━━━ PASSAGE TO READ ━━━
The main ‘document’ in the novel is the memoir of Roderick Macrae, a seventeen-year-old crofter who opens his writings by telling his audience ‘I have no wish to absolve myself of responsibility for the deeds which I have lately committed.‘  For all that this book has been labeled as a crime story, there is never any question about who-dunnit or  how-dunnit; the memoir and the accompanying eye-witness testimony all agree.  Fortunately, none of this affects the tension and drama of the story.  Roderick Macrae’s memoir is a wonderful account of a specific region at a specific historical moment.  There is a gothic isolation and barbarity in his narrative, thrown into sharp relief when more cosmopolitan voices show their own mid-Victorian views on the ‘primitive’ ‘squalor’ of this traditional way of life.  Culduie, home to the Macraes for generations, is a feudal agricultural community, untouched by the modernising industrialism booming across Britain at the time.  Questions of Roderick’s guilt are tied up in an understanding of entrenched power structures; when the journalists discuss the trial ‘Only John Murdoch departed from the notion that the verdict was a foregone conclusion.  His southern colleagues, he explained, overlooked the empathy the jurymen might feel towards an ill-used crofter.  The resentment caused by centuries’ ill treatment of the Highlander was keenly felt, and in Roderick Macrae, they might see an individual who had revolted against the vindictiveness of the powers-that-be.’

There are (many) times when genre labels are unhelpful; if ‘His Bloody Project’ is a traditional crime novel in its framing and structure, it is an ambitious literary novel in its exploration of crime and punishment.  Like Margaret Atwood’s ‘Alias Grace’ this is not a book that seeks clear resolution, but a novel that delves into questions of truth, madness and justice.  The irony of the collection of ‘documents’ is that it leaves so many gaps; the stories told are so similar that any small disparity stands out with frightening significance.  Burnet is far more interested in building a forgotten world and filling it with uncomfortably familiar figures than with simple questions of right or wrong, good or evil.  His novel is ambitious, funny and shocking, everything the cover promised.
━━━
- [EXERCISE PROMPT] Could you condense the review's paragraph beginning "There are (many) times when genre labels are unhelpful" into a short bulleted list of its main points?
━━━ EXTRACTED DATA ━━━
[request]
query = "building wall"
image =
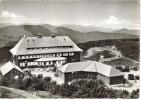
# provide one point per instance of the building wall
(103, 78)
(71, 57)
(12, 74)
(79, 75)
(60, 74)
(116, 80)
(90, 75)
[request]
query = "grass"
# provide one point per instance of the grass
(45, 94)
(4, 93)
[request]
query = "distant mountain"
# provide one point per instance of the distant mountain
(86, 29)
(9, 35)
(127, 31)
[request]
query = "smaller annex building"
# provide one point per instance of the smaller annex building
(10, 71)
(90, 70)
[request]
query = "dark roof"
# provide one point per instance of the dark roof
(8, 67)
(51, 59)
(21, 48)
(91, 66)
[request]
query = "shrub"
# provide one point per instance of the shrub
(119, 68)
(130, 77)
(135, 94)
(126, 69)
(135, 68)
(137, 77)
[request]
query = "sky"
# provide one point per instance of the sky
(99, 13)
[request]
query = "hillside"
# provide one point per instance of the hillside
(9, 35)
(127, 31)
(12, 93)
(128, 47)
(86, 29)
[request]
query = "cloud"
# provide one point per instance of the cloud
(112, 20)
(10, 17)
(7, 14)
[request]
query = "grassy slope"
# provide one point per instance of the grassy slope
(6, 92)
(10, 34)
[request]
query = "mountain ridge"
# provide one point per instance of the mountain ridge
(11, 34)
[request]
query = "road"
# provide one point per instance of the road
(23, 93)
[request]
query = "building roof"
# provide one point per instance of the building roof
(42, 42)
(8, 67)
(91, 66)
(51, 59)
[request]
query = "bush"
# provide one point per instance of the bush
(126, 69)
(130, 77)
(137, 77)
(119, 68)
(135, 68)
(135, 94)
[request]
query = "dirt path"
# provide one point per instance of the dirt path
(25, 94)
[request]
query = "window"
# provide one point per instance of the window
(47, 63)
(22, 64)
(23, 57)
(59, 54)
(71, 54)
(19, 57)
(65, 54)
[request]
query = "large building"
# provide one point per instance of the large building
(29, 49)
(90, 70)
(11, 71)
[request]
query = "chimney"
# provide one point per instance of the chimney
(101, 59)
(39, 36)
(24, 36)
(53, 35)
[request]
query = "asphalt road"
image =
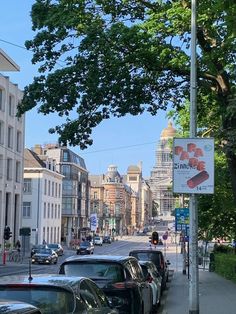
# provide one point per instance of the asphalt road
(120, 247)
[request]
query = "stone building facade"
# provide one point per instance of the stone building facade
(161, 175)
(11, 151)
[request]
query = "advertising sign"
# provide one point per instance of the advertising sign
(93, 222)
(193, 165)
(181, 219)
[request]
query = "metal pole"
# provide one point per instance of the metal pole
(193, 224)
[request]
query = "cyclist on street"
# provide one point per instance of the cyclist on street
(18, 245)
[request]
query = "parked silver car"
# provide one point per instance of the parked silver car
(56, 294)
(17, 307)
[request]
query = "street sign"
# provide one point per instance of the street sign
(93, 222)
(181, 219)
(193, 165)
(165, 236)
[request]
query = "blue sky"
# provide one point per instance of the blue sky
(123, 142)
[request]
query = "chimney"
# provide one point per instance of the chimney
(140, 165)
(38, 149)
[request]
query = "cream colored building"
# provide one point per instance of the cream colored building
(161, 175)
(11, 151)
(42, 199)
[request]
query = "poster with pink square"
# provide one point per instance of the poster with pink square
(193, 165)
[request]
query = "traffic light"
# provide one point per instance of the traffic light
(7, 233)
(155, 238)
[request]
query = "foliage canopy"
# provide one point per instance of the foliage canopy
(125, 57)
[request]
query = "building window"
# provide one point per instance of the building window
(133, 178)
(44, 210)
(26, 209)
(66, 156)
(117, 209)
(53, 189)
(9, 169)
(45, 187)
(66, 171)
(10, 137)
(11, 106)
(19, 141)
(48, 210)
(1, 166)
(1, 100)
(18, 171)
(1, 132)
(27, 186)
(49, 187)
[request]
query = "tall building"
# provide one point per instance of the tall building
(11, 151)
(42, 199)
(113, 201)
(161, 174)
(140, 186)
(75, 190)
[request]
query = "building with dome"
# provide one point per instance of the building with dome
(161, 175)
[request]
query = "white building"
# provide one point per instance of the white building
(42, 199)
(75, 189)
(11, 151)
(161, 175)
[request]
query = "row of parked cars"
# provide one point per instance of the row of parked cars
(101, 284)
(87, 247)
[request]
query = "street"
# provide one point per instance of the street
(217, 295)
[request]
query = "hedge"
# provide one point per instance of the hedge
(225, 265)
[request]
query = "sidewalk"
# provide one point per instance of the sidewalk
(216, 294)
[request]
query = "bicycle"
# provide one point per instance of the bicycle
(15, 256)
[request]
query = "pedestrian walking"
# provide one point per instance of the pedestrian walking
(18, 245)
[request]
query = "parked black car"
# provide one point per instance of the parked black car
(57, 248)
(120, 277)
(157, 257)
(17, 307)
(56, 294)
(85, 247)
(45, 256)
(107, 239)
(37, 247)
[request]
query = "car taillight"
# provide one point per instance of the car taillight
(124, 285)
(150, 279)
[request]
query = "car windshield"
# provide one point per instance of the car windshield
(111, 271)
(85, 244)
(45, 251)
(50, 300)
(40, 246)
(147, 256)
(53, 246)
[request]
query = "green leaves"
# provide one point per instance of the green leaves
(100, 58)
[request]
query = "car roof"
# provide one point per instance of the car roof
(99, 258)
(146, 263)
(17, 307)
(148, 250)
(66, 282)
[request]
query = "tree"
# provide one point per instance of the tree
(126, 57)
(217, 214)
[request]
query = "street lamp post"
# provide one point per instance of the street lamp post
(193, 214)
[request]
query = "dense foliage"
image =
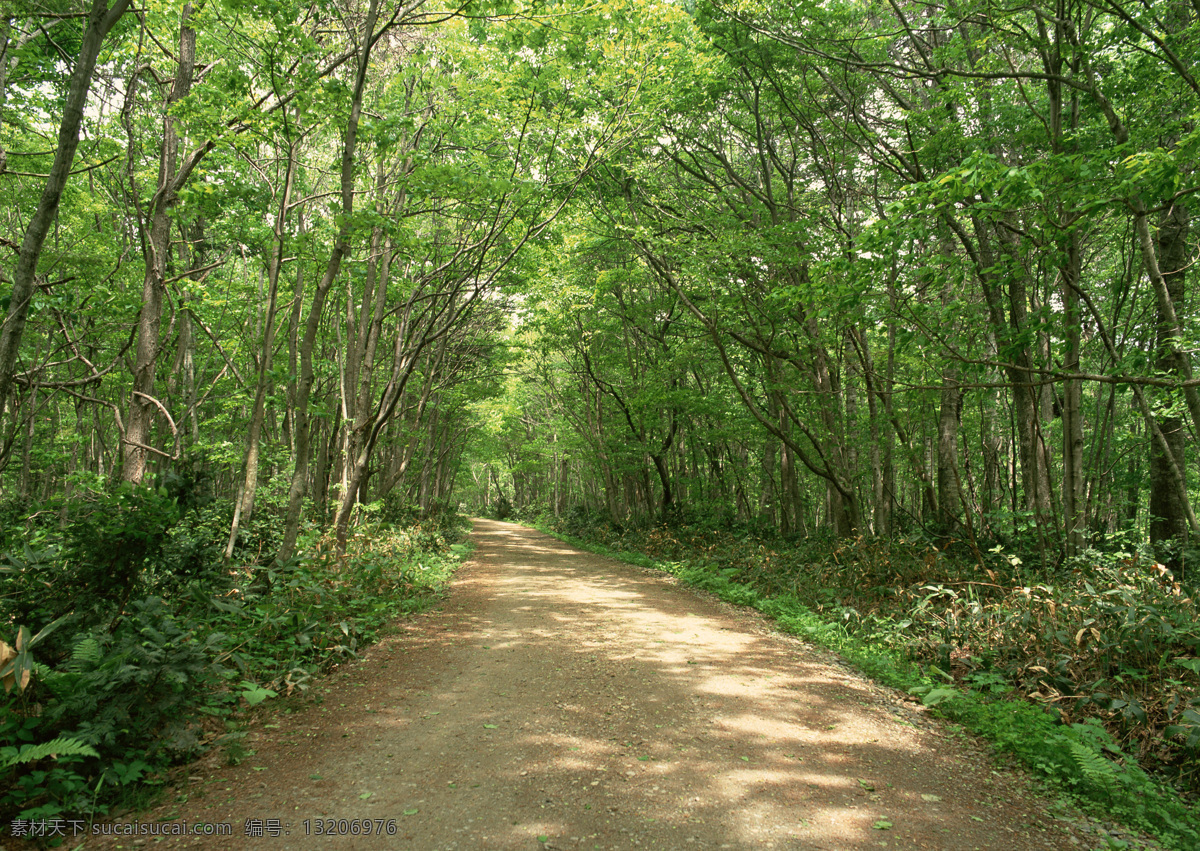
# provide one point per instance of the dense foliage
(901, 287)
(149, 664)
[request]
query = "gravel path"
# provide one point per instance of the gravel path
(562, 700)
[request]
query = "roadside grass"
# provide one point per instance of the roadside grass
(103, 699)
(1017, 666)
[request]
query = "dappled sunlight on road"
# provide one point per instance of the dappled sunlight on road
(562, 700)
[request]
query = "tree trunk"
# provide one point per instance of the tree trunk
(101, 18)
(341, 250)
(143, 407)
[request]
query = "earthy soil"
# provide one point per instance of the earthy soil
(562, 700)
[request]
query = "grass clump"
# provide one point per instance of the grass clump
(1086, 672)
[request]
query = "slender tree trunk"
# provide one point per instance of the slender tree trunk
(143, 407)
(341, 250)
(1168, 492)
(244, 507)
(101, 18)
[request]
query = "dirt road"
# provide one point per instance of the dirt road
(561, 700)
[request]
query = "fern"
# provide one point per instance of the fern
(87, 653)
(63, 745)
(1092, 766)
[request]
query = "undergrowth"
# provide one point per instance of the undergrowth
(130, 646)
(1087, 673)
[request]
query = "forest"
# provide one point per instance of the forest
(877, 305)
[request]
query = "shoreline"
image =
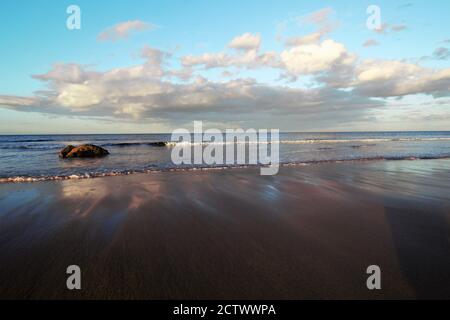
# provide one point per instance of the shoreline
(25, 179)
(309, 232)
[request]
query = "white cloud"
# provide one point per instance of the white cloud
(123, 30)
(247, 41)
(370, 43)
(388, 78)
(315, 58)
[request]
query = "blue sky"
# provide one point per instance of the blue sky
(36, 39)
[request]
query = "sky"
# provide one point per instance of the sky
(155, 66)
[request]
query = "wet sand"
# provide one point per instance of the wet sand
(308, 233)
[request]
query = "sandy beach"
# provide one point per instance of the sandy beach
(309, 232)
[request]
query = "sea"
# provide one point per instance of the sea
(30, 158)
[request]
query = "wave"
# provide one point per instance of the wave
(29, 140)
(132, 144)
(19, 179)
(369, 142)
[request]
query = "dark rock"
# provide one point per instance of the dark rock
(64, 152)
(83, 151)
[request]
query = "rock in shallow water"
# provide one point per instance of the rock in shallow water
(83, 151)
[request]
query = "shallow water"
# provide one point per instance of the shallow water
(35, 157)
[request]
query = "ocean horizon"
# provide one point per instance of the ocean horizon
(29, 158)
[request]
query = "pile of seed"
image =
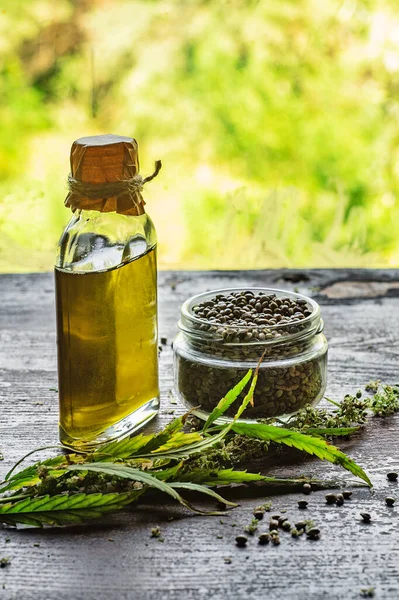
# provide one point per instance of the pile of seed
(279, 390)
(240, 324)
(259, 313)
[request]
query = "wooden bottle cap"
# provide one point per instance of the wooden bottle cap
(105, 159)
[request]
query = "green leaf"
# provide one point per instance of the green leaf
(227, 400)
(331, 431)
(124, 448)
(220, 476)
(195, 487)
(62, 509)
(194, 448)
(29, 476)
(306, 443)
(178, 440)
(248, 397)
(120, 470)
(129, 447)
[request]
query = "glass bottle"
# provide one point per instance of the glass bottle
(106, 298)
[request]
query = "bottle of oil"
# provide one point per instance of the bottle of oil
(106, 297)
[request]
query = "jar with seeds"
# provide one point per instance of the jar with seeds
(223, 333)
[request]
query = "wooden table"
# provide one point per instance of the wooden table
(198, 559)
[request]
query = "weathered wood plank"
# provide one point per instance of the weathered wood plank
(363, 332)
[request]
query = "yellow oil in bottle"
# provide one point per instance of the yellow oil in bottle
(107, 348)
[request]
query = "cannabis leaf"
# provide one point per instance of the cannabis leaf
(227, 400)
(306, 443)
(62, 509)
(124, 471)
(331, 431)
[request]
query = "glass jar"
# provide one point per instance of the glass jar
(211, 357)
(106, 297)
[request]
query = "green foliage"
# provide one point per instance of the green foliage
(277, 123)
(306, 443)
(63, 509)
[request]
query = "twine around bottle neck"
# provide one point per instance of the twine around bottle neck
(94, 191)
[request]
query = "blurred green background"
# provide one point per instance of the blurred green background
(277, 123)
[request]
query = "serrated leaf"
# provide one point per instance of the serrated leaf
(195, 487)
(306, 443)
(124, 448)
(227, 400)
(194, 448)
(62, 509)
(29, 477)
(178, 440)
(143, 444)
(220, 476)
(120, 470)
(331, 431)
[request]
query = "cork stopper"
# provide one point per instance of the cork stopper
(105, 159)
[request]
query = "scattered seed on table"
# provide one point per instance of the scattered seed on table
(264, 539)
(331, 498)
(273, 524)
(241, 540)
(366, 517)
(313, 533)
(273, 533)
(276, 540)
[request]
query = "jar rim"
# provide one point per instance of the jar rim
(190, 323)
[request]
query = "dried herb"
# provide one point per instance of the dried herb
(73, 488)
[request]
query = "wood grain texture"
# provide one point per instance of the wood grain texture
(118, 558)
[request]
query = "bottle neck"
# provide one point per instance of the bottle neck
(96, 241)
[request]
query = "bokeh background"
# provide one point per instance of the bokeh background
(277, 123)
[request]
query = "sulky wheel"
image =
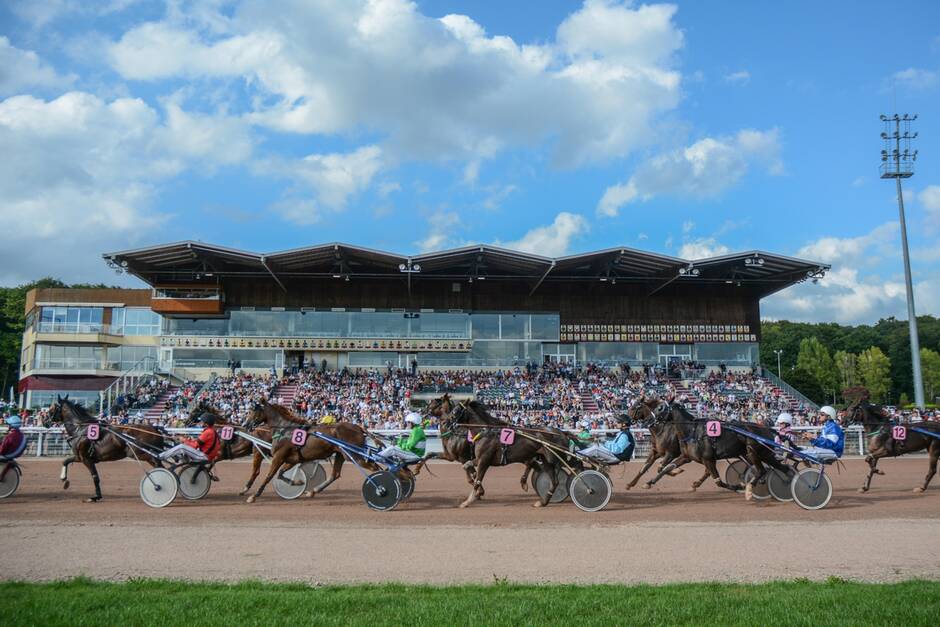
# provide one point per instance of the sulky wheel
(812, 489)
(541, 482)
(734, 473)
(316, 475)
(194, 482)
(381, 490)
(590, 490)
(158, 488)
(10, 481)
(759, 491)
(294, 485)
(779, 484)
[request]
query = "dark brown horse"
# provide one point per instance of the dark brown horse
(108, 447)
(528, 447)
(236, 447)
(664, 443)
(882, 442)
(285, 454)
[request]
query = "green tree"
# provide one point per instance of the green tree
(874, 368)
(815, 359)
(930, 368)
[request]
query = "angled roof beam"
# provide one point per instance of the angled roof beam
(264, 263)
(539, 282)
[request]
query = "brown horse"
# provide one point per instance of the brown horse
(108, 447)
(285, 454)
(488, 451)
(236, 447)
(664, 443)
(882, 443)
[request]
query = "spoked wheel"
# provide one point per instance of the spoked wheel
━━━
- [EXERCISE OUTPUT]
- Genre labels often don't help: 'His Bloody Project' is a traditional crime novel in framing and structure but an ambitious literary novel in its exploration of crime and punishment.
- Like Margaret Atwood's 'Alias Grace', it doesn't seek clear resolution and instead explores truth, madness and justice.
- Ironically, the collected 'documents' leave many gaps, and because the accounts are so similar, any small disparity seems frighteningly significant.
- Burnet cares more about building a forgotten world full of uncomfortably familiar figures than about simple questions of right or wrong, good or evil.
- The novel is ambitious, funny and shocking, as the cover promised.